* TASK REQUIREMENTS:
1 > According to the taxi fare prediction write-up, which year's data is retrieved and how many rows are loaded into the dataframe?
2 > Print the portion of the records that runs from the line containing "Can you spot the pink flower" through the end of the records, both ends included.

Taxi Fare Predictions - Google BigQuery Data (Part 1)
Introduction
For this project we are going to use Google BigQuery data to predict the estimated fare amount of New York taxi rides. We aim to manipulate the dataset, prepare exploratory analysis, retreiving all the hidden patterns and variables relationships for creating machine learning models to offer expected fare. The major part is consentrated on data cleaning, visual component and fetaure engineering. Jupyter notebook for current project is available via the link
The Data:
The data was collcted via Google BigQuery from "NYC TLC Trips" public dataset and contains information about NYC taxi trips details:
- Pickup longitude/latitude;
- Dropoff longitude/latitude;
- Pickup/dropoff time;
- Passenger count;
- Trip distance;
- Fare amount.
We will retrieve 2015 year data and load 2 millions rows into dataframe.
Libraries import
First we need to import all libraries we will use to manipulate dataframe, visualize results and make predictions.
Python code
"""
- gbq - load BigQuery data
- pandas, matplotlib, numpy - for data manipulation
- seaborn - data visualization
"""
import pandas as pd
import seaborn as sns
import matplotlib.pyplot as plt
import numpy as np
from pandas.io import gbq
import boto3 # transfer file with data to S3 cloud
%matplotlib inline
"""
- dateteme module for time type convertation
- we will use math modules to derive the custom distance feature based on radians
"""
import datetime as dt
from math import sin, cos, sqrt, atan2, radians
from scipy import stats
from sklearn.utils import shuffle
"""
- import Plotly modules for interactive data visualization
- connect to plot inside notebook
"""
from plotly.offline import download_plotlyjs, init_notebook_mode, plot, iplot
import plotly.plotly as py
import plotly.graph_objs as go
init_notebook_mode(connected=True)
"""
- sklearn for model building and performance validation
"""
from sklearn.model_selection import train_test_split
from sklearn import linear_model
from sklearn.metrics import mean_absolute_error
from sklearn.linear_model import LinearRegression
from sklearn.linear_model import Lasso
from sklearn import ensemble
from sklearn.ensemble import RandomForestRegressor
import xgboost as xgb
Data processing
Step №1 - Data retrieving
We start with collection data from Google BigQuery public dataset and writing this into .csv file. Optionally we will store the file on AWS cloud.

* DATASET RECORDS:
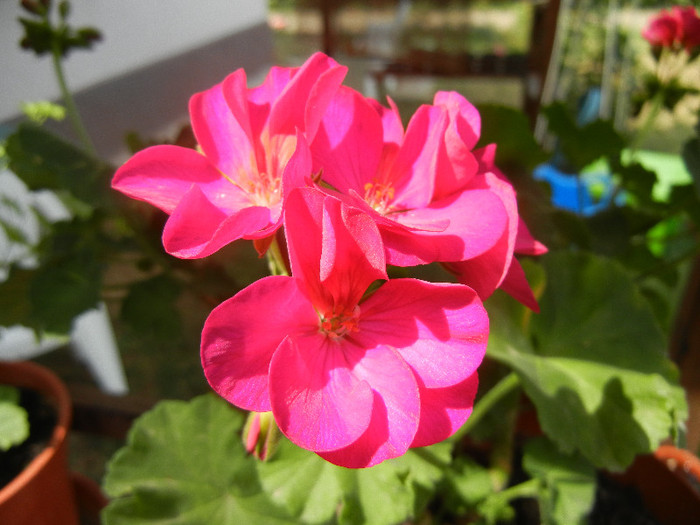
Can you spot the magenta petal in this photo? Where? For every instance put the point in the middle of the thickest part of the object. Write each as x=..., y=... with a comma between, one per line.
x=484, y=273
x=197, y=228
x=348, y=144
x=318, y=401
x=444, y=411
x=303, y=100
x=477, y=219
x=336, y=250
x=222, y=138
x=395, y=412
x=241, y=335
x=413, y=172
x=161, y=175
x=464, y=117
x=440, y=330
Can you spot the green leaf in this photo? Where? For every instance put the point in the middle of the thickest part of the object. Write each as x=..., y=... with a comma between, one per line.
x=595, y=364
x=315, y=491
x=582, y=145
x=510, y=129
x=184, y=463
x=14, y=424
x=44, y=161
x=15, y=306
x=691, y=157
x=568, y=482
x=63, y=289
x=150, y=308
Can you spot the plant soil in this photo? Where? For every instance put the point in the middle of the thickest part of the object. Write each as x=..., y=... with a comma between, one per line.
x=618, y=504
x=42, y=420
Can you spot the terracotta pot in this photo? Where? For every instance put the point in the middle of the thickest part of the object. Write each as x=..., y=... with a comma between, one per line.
x=42, y=494
x=669, y=483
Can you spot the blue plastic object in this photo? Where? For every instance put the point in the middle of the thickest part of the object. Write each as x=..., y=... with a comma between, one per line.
x=585, y=194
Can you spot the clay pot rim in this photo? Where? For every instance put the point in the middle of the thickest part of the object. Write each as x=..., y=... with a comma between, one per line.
x=31, y=375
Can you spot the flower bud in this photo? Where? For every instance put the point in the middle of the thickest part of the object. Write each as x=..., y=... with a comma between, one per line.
x=261, y=435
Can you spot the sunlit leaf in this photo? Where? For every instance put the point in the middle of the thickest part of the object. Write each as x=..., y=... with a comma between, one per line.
x=595, y=364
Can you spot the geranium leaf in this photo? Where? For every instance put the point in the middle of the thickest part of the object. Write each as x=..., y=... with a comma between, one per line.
x=184, y=463
x=315, y=491
x=14, y=425
x=568, y=482
x=596, y=367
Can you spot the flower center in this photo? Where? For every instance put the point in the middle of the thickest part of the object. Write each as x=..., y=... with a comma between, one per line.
x=379, y=196
x=337, y=325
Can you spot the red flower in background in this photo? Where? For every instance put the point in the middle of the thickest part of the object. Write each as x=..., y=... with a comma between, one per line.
x=677, y=28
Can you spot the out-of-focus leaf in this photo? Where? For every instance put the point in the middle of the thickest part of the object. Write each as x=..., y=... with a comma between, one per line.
x=510, y=130
x=595, y=366
x=44, y=161
x=14, y=424
x=184, y=463
x=568, y=482
x=150, y=307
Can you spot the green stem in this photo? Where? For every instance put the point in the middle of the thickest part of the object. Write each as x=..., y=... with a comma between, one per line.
x=504, y=387
x=68, y=101
x=275, y=259
x=526, y=489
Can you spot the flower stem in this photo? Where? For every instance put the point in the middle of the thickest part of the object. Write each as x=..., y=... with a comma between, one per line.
x=275, y=258
x=504, y=387
x=69, y=102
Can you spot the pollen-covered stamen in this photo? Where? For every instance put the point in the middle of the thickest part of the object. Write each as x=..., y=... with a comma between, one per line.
x=264, y=184
x=379, y=196
x=337, y=325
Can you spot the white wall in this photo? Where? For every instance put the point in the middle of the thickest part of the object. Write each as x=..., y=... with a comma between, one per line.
x=136, y=33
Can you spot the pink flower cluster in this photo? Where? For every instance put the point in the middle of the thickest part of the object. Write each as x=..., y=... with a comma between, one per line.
x=353, y=365
x=677, y=28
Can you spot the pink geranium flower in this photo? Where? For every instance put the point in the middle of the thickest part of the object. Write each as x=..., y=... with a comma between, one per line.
x=678, y=28
x=498, y=267
x=356, y=377
x=235, y=186
x=433, y=198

* COMPLETE ANSWERS:
1 > Data from 2015, with 2 million rows loaded into the dataframe.

2 >
Can you spot the pink flower cluster in this photo? Where? For every instance put the point in the middle of the thickest part of the object. Write each as x=..., y=... with a comma between, one per line.
x=353, y=365
x=677, y=28
Can you spot the pink geranium flower in this photo? Where? For every instance put the point in the middle of the thickest part of the object. Write each as x=..., y=... with a comma between, one per line.
x=678, y=28
x=498, y=267
x=356, y=377
x=235, y=186
x=433, y=198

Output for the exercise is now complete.